━━━ PASSAGE PROVIDED

Then, as onlookers cheered, two backhoes bit into the roof and reduced the house to a pile of matchsticks. The contractors' first setback—putting them about six hours behind schedule—occurred when they discovered an old septic tank and contaminated soil that had to be removed.

On Day 4, the foundation was poured, and the house, with its prefab walls, went up in a matter of hours. The trick: the concrete was treated to cure rapidly and overbuilt enough to take the full weight of the house without delay. By the end of the day, the builders were back on schedule.

When the UNH students arrived on Day 5 to serve two shifts—6 p.m. to midnight and 6 a.m. to noon—they spent the first couple of hours peeling labels off donated bottled drinks. Since those brands hadn't paid for product placement, their labels must not appear on the show. This rather odd task highlighted a source of ongoing debate among the students: Was this whole extravagant effort an example of active citizenship—defined in the course as working for permanent change—or simply a lucrative and manipulative enterprise for the ABC-Disney TV conglomerate?

Extreme Makeover
GROUP HUG: Ron Bauer '76, top left, and Larry Ufford of Trumbull-Nelson are thanked by Marshall family members.

Alex Freid '13 was one of two students who declined to join the project. Just volunteering, he explains, "makes you feel good, but in reality all you're doing is putting a band-aid on a problem like homelessness." He doesn't begrudge a family in need, he insists: "I'm just critical of the idea of building a house as a solution to a problem."

While the others were peeling labels, four students got a different perspective as they carried a woman in a wheelchair over a bumpy path. The woman, a 40-year resident of Lyme, told them that the close-knit town hadn't been able to do enough on its own for the Marshalls. "That's when it clicked that this isn't just a reality TV show," recalls Eric Sales '13. "It's a community going out to help a family."

━━━━━━

THINGS TO DO
A) In the passage about the house rebuild, why did the students have to peel the labels off the donated bottled drinks? Answer in one to three sentences.
B) Carry on the passage about the house rebuild, starting right after its last sentence.

━━━ STORED DATA

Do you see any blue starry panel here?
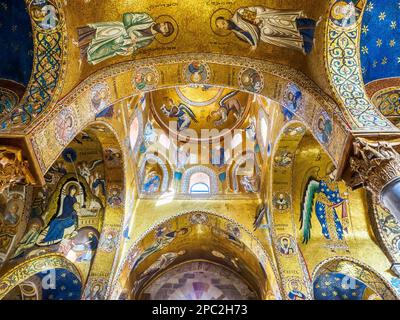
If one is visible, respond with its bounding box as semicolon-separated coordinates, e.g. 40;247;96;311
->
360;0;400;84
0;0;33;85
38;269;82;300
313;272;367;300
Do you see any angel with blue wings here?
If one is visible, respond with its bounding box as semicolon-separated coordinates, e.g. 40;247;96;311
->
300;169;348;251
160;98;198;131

━━━━━━
━━━ STORED DATA

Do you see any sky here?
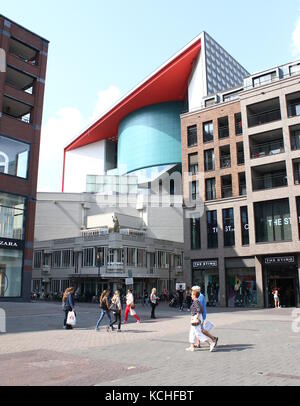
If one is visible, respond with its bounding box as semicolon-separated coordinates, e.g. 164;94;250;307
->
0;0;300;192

━━━━━━
━━━ STORED DATA

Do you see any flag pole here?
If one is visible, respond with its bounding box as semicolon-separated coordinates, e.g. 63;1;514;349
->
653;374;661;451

━━━━━━

OUTPUTS BY TASK
A) The brands of those drinks hadn't paid for product placement. Because of that, their labels could not be shown on the TV show, so the students had to remove them.

B)
It was dark by the time Keli Poirier '13 and the bottle-peelers made their way to the construction site, catching flashes of garish high-intensity lighting through the trees and the harsh sound of a generator grinding away. Then the scene opened up before them: a half-built house surrounded by slick, muddy ground with people scurrying around in a cold rain. Unusually cheerful people. Poirier felt the same sense of euphoria. By midnight, she was muddy and cold. She and two friends had spent three hours screwing light bulbs into ceiling sockets—and then unscrewing them because the sockets must be insulated first. She'd gotten fiberglass in her eyes (and flushed them out). But it was all fun, even taking out the trash. "I really didn't care because I was taking out trash for a better cause," she recalls.

Extreme Makeover
Ufford, Ty Pennington and Bauer.

Despite setbacks, Bauer and Trumbull-Nelson achieved the impossible: building a house that should have taken six months in just over 106 hours. In the process, Bauer had learned a thing or two about the value of doing extensive planning for large projects and involving owners early on, and when the show was broadcast, he was pleased with the credit his company received. He's still not a hugger—though he accepted a group hug from the Marshall family in the end—and yet some of the best benefits reaped by his company have been, well, emotional.